• Reading passage
=======

In the BALIS project, DLR is developing the world's first fuel cell drive train for aircraft - with an output in the megawatt range. DLR is thus taking a further step towards enabling emission-free flying with hydrogen.
Reducing greenhouse gas emissions in aviation is a challenging and largely unsolved task. A change in propulsion based on fuel cells, which convert the reaction energy of hydrogen and oxygen into electrical energy while only emitting water, is a promising way to avoid greenhouse gas emissions. However, so far there is only one fuel cell-powered passenger aircraft with an engine power of 80 Kilowatts and four seats. Enabling regional aircraft with 40 to 60 seats and a range of 1,000 kilometers requires significant upscaling of existing components.
To demonstrate upscaling to 1.5 Megawatts, DLR is building a unique test environment with several industrial partners as part of the BALIS project (fuel cell-based powertrain for aircraft 1.5+ Megawatts), which includes the core components consisting of a fuel cell system, a tank for liquid hydrogen Drive unit and a battery as well as the control and regulation technology including the associated infrastructure (see Figure 1). The components can be operated and tested both individually and in combination using a switching matrix. This makes it possible to simulate and examine any load case for an aircraft for each component and the entire system.

=======

• Supplied records
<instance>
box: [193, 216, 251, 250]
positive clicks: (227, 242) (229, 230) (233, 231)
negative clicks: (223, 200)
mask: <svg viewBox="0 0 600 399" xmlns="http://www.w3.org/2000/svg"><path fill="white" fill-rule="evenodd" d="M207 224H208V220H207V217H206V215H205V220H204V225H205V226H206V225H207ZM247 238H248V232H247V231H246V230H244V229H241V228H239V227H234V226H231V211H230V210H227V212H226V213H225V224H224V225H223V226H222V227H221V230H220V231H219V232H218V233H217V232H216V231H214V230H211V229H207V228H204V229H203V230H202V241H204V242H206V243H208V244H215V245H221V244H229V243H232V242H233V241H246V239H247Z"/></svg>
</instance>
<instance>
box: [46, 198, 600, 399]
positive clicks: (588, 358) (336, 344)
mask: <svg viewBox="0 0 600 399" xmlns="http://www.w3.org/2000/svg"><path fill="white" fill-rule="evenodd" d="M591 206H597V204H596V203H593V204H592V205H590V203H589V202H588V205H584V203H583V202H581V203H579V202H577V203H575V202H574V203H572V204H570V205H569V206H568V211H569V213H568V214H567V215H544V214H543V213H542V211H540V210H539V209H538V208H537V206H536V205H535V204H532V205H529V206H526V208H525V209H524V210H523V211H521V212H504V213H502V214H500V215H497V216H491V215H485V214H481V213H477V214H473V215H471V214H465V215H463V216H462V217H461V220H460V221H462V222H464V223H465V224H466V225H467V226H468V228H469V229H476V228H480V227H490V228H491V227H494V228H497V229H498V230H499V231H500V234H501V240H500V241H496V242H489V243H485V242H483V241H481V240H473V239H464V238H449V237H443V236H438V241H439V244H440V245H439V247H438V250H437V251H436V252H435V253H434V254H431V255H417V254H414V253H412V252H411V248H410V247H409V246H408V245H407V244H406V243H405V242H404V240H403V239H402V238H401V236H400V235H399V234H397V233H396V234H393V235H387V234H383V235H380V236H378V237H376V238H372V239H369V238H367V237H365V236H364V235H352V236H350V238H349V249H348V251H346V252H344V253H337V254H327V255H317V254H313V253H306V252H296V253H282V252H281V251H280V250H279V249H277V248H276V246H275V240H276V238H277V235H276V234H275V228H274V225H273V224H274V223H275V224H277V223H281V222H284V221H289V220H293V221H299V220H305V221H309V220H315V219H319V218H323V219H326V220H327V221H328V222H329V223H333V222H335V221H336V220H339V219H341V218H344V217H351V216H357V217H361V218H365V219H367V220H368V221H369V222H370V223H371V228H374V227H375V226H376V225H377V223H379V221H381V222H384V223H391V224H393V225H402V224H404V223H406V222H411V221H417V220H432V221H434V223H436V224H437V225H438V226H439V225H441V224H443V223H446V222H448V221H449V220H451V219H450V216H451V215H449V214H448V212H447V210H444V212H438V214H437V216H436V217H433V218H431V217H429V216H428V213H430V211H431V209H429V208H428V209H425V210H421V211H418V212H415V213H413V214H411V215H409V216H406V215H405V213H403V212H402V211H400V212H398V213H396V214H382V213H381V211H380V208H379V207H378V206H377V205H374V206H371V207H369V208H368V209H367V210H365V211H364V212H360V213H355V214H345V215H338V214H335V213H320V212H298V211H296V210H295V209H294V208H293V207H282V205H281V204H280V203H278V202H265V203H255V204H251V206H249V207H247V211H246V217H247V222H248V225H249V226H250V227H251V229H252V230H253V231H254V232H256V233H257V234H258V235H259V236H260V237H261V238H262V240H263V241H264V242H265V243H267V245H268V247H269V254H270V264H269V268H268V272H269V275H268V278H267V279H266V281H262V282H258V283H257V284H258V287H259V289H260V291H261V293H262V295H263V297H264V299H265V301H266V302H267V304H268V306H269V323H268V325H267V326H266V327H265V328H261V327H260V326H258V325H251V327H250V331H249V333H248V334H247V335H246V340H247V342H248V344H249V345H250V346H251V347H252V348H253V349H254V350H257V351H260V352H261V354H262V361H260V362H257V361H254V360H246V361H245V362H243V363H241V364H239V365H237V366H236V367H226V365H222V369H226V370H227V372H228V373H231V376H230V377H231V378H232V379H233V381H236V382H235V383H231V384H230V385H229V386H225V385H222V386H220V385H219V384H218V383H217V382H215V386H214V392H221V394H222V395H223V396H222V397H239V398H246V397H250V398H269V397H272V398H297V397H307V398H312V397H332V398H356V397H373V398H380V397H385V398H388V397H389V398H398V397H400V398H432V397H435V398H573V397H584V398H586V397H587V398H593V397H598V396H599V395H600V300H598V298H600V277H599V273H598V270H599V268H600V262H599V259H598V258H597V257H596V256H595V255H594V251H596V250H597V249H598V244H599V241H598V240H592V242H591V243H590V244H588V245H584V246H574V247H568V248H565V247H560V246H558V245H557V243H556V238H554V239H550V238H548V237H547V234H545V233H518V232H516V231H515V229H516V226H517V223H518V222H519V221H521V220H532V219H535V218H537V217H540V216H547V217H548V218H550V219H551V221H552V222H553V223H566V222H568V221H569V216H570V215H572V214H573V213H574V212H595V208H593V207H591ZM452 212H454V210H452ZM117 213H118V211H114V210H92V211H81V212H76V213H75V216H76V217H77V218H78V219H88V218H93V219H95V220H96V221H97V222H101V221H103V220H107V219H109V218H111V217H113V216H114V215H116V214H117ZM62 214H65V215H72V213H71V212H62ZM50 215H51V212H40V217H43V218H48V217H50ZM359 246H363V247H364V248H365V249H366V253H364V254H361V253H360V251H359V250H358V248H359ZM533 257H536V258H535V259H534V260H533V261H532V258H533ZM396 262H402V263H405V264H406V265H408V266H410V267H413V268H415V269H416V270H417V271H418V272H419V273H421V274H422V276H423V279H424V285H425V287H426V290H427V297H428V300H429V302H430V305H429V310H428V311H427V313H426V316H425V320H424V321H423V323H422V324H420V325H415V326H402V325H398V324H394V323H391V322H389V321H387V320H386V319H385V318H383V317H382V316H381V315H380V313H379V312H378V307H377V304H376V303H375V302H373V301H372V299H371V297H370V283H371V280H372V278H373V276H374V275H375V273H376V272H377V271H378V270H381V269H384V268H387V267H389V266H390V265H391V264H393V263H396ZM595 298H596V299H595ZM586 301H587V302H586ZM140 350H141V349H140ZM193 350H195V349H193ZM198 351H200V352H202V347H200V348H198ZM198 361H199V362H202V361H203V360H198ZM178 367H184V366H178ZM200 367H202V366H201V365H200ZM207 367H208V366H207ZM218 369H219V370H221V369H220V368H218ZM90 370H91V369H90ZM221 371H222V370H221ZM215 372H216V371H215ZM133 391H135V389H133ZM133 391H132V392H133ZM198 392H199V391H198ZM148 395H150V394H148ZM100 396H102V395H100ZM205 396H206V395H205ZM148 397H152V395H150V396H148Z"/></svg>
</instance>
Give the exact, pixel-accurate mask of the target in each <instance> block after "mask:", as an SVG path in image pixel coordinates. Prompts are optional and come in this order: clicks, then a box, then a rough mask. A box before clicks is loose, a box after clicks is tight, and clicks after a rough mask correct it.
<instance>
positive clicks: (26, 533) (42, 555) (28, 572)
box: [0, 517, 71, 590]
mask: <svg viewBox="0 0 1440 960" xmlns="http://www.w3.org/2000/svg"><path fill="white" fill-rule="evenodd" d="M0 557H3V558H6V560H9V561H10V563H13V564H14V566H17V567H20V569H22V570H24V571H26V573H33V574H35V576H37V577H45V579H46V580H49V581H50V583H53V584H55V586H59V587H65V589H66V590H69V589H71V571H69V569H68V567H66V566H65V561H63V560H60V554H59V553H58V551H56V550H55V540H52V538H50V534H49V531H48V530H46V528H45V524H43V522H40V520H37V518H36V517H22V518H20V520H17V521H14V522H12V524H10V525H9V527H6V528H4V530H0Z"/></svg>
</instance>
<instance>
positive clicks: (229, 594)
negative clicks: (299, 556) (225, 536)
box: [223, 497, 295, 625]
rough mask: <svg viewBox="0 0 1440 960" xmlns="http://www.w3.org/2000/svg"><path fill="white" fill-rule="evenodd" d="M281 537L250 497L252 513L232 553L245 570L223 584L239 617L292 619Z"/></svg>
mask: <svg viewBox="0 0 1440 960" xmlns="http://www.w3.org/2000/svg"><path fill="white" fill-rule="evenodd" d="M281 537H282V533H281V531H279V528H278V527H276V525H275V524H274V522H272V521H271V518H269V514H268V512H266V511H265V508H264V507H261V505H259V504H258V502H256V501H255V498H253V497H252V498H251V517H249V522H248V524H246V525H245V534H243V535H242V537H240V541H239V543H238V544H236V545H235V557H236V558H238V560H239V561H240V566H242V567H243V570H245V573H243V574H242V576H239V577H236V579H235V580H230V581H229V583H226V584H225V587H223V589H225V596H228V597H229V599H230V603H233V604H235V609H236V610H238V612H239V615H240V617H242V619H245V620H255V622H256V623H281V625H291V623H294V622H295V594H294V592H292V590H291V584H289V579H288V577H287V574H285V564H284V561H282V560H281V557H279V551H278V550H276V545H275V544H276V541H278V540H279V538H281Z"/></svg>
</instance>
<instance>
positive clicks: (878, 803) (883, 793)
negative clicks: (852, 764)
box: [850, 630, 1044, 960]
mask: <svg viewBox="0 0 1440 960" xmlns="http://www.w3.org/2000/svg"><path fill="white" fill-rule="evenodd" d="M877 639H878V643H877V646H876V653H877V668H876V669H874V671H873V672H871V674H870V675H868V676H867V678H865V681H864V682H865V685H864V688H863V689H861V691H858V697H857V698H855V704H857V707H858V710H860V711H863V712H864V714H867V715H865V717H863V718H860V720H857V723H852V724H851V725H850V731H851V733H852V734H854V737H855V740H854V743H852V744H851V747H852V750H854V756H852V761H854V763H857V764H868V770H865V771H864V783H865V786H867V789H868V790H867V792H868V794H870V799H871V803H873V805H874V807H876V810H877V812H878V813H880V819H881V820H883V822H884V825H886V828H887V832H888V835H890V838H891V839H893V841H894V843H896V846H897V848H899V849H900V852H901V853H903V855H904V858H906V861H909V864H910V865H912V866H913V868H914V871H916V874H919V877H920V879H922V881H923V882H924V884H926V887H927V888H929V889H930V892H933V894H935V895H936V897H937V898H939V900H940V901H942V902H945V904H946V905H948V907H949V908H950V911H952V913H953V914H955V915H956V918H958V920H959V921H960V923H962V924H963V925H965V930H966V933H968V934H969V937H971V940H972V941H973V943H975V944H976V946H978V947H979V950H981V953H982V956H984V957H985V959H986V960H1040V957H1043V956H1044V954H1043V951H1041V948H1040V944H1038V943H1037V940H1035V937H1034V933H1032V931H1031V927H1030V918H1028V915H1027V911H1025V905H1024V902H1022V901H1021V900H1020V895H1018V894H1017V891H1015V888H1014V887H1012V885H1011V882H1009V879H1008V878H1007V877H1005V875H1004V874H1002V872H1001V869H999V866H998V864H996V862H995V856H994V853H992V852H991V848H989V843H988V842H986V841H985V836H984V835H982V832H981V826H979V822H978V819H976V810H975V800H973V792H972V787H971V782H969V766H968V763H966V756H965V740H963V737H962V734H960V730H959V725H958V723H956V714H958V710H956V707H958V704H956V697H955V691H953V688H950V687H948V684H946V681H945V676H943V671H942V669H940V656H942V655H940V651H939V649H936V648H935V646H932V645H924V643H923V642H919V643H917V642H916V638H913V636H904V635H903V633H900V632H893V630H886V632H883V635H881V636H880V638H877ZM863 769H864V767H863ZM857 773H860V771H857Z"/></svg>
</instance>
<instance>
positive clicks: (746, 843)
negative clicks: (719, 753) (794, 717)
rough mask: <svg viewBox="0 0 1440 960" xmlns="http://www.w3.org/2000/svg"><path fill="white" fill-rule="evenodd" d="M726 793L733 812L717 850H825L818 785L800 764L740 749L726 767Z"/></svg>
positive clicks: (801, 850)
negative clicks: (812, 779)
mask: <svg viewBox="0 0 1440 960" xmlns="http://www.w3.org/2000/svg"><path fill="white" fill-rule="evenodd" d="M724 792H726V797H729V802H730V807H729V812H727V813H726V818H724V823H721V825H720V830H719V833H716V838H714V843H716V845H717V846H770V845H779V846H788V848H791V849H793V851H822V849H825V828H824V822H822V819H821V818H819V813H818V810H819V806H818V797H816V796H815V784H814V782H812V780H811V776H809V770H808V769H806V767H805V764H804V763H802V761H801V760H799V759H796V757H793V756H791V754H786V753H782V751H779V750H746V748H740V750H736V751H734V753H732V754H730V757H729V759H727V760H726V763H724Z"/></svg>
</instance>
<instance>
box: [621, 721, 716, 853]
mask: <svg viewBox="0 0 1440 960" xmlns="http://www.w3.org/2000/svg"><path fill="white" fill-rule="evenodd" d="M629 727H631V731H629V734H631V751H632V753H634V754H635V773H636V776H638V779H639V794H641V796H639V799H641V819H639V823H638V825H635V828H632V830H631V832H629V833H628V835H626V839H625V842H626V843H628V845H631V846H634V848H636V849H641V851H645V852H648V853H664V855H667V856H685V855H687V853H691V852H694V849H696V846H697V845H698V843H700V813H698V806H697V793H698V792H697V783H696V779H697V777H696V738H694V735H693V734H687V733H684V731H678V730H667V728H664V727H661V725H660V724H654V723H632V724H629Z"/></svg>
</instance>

=======

• Exercise requirements
**1.** Judge whether each statement agrees with the passage on the BALIS fuel cell drive train: (a) the only fuel cell-powered passenger aircraft to date has four seats; (b) the components of the BALIS test environment can be operated only in combination; (c) the regional aircraft in view would have a range of 1,000 kilometers. Answer yes or no for each and quote the deciding words of the passage.
**2.** Extend the passage on the BALIS fuel cell drive train with the next part, picking up after its final sentence.

• Written responses
**1.**
(a) Yes: "so far there is only one fuel cell-powered passenger aircraft with an engine power of 80 Kilowatts and four seats."
(b) No: "The components can be operated and tested both individually and in combination using a switching matrix."
(c) Yes: "Enabling regional aircraft with 40 to 60 seats and a range of 1,000 kilometers requires significant upscaling of existing components."

**2.**
An example load profile is shown in Figure 2. Here, the movement to the runway is first simulated at a low speed. During the subsequent startup phase, maximum system performance is used for 10 minutes. The aircraft then climbs to the desired cruising altitude within 20 minutes with a high power of 1.2 Megawatts, which is then maintained at medium power for 60 minutes.
The test environment, funded by the Federal Ministry of Transport and Digital Infrastructure (BMVI) with 26 million euros, will be set up in several module containers on the Innovations Campus Empfingen near Stuttgart. Coordinated by DLR, an industrial system partner is setting up the necessary measurement and testing infrastructure. The flight-relevant core components are developed in collaboration with several technology partners and integrated into the test environment. Construction is scheduled to begin in October 2021 and the demonstration of the entire system will take place by the end of the project in June 2023.
The BALIS test environment makes it possible to test the core components of a drive train based on fuel cells and/or batteries as well as their effect on the entire drive system realistically and easily. The test environment can therefore contribute to faster development of components and thus accelerate the market readiness of fuel cell or battery-based aviation systems.